[start Data for the task]

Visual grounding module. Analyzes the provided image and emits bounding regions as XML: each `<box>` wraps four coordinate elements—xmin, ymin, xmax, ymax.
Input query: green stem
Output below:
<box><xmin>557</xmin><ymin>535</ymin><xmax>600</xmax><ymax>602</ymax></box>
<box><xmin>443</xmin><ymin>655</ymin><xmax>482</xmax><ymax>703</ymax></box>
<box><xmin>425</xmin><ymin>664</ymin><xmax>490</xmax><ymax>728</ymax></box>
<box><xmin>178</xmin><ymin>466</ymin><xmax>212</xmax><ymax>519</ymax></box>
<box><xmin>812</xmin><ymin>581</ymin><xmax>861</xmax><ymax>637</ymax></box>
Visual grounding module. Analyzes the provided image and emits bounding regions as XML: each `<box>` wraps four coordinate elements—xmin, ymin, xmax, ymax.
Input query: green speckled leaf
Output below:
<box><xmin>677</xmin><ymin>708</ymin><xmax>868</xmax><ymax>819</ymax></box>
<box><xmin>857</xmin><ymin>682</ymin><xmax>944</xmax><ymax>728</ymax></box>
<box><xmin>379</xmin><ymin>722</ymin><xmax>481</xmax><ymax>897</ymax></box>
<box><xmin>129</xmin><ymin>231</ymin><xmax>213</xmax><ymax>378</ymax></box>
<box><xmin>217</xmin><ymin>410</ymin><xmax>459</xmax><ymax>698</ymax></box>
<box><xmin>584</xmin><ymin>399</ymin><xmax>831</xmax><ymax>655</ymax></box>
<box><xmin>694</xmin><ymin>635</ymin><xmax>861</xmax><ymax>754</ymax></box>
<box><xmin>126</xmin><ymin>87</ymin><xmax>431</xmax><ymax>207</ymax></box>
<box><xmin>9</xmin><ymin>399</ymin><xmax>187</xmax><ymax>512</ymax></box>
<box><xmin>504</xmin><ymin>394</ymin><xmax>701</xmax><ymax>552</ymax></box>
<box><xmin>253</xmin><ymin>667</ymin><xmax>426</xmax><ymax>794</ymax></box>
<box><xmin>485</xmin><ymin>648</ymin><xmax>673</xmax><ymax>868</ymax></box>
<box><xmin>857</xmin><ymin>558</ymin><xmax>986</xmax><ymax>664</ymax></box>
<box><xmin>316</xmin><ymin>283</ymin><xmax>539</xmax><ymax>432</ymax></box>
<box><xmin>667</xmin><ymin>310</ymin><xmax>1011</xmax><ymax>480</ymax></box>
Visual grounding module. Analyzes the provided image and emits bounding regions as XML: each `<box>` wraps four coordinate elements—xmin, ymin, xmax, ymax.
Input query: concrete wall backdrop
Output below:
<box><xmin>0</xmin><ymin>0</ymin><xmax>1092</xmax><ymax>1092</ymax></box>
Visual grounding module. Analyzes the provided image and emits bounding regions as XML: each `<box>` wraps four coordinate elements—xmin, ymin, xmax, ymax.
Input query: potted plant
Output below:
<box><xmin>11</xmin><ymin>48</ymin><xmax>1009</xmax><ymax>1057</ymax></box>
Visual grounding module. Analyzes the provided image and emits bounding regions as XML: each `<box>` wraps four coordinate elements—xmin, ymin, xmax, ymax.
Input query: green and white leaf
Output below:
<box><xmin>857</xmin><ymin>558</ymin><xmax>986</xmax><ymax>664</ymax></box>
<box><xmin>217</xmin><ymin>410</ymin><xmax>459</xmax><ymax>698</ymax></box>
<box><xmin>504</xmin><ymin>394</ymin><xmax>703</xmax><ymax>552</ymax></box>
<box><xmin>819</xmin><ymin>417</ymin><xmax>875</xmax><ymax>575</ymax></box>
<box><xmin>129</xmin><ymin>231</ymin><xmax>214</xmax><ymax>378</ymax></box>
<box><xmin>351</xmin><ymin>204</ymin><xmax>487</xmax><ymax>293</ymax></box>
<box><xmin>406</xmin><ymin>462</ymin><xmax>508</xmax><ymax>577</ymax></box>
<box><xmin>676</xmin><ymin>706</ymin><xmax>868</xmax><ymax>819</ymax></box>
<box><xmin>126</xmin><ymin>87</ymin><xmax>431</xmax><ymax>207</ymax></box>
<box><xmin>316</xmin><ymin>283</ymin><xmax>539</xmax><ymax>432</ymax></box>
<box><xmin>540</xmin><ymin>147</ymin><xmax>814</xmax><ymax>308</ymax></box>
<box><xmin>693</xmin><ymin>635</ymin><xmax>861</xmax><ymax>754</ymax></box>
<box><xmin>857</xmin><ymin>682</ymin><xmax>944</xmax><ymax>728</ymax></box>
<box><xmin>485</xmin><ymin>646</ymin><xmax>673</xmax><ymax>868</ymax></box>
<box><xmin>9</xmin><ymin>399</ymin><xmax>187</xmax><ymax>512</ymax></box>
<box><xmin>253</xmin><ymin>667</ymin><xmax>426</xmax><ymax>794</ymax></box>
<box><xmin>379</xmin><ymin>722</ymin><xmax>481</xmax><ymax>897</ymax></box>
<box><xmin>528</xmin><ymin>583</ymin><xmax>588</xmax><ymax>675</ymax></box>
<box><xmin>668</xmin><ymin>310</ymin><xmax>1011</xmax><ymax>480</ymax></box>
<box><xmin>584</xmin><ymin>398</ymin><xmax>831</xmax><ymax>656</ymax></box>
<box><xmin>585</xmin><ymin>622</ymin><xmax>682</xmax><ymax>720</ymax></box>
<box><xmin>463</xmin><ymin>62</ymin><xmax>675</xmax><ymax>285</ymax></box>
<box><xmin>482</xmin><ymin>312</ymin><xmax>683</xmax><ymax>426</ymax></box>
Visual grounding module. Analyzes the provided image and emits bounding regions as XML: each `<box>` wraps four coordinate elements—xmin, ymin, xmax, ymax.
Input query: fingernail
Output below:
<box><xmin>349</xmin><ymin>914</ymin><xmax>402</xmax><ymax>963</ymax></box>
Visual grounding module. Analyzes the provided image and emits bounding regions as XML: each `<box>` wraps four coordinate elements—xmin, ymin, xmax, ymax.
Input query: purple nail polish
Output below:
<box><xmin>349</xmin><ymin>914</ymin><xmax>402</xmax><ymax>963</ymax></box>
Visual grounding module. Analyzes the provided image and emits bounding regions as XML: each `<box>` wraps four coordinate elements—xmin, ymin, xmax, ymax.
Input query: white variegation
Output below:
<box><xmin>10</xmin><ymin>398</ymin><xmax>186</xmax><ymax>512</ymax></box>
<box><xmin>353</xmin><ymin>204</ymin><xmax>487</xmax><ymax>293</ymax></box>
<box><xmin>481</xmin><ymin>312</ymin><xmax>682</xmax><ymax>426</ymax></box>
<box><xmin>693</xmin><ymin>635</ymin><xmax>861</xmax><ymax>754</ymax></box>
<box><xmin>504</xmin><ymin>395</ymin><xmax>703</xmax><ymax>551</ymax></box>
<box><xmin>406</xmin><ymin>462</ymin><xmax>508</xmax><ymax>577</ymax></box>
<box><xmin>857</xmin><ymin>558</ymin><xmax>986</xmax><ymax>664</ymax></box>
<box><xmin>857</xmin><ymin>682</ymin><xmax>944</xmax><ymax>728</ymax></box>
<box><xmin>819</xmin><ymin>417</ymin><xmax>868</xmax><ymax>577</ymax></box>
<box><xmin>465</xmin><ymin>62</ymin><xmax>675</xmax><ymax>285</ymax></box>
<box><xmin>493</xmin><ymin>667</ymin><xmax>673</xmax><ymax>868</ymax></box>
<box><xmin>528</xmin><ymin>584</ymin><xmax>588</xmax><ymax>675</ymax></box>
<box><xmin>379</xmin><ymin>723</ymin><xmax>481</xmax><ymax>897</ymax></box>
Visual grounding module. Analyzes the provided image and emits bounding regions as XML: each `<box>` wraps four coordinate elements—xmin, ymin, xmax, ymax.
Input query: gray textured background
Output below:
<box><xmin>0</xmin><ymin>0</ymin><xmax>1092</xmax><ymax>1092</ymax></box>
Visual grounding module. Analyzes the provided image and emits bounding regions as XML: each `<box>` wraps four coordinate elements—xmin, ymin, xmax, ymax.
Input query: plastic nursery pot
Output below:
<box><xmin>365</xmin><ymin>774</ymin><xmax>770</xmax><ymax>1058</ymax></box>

[end Data for the task]

Objective
Collect every line in the listing above that contains the word "green".

Response
Input query: green stem
Input query: green speckled leaf
Input query: green and white leaf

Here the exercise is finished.